START Source extract

It’s therefore especially wondrous when you find a fantasy novel such as Blake Charlton’s Spellwright (2010), which tackles these issues (while getting a few lovely digs in at the academic world).
Nicodemus Weal is a cacographer—someone who “has a tendency to misspell a complex text when touching it” (11). This can be quite dangerous, even deadly when dealing with magical language. Even worse, he was thought to be the Halycon, the prophesied spellwright who would stop the War of Disjunction, where language itself would be annihilated. When series of grisly murders at the Starhaven wizardry school looks to be the work of a cacographer, Nicodemus is suspected. He must work together with his old teacher Shannon to escape punishment but also find out who the real monster is.

END Source extract

| About this task |
Set down the Spellwright review text word for word, everything from "It’s therefore especially" down to "the academic world).".

START Extracted data

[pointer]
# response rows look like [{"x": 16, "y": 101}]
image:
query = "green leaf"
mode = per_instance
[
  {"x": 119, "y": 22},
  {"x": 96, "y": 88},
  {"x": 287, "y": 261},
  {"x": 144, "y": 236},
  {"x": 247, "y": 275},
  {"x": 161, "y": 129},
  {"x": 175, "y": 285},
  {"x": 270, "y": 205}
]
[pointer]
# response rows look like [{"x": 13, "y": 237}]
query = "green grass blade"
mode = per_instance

END Extracted data

| Solution for this problem |
It’s therefore especially wondrous when you find a fantasy novel such as Blake Charlton’s Spellwright (2010), which tackles these issues (while getting a few lovely digs in at the academic world).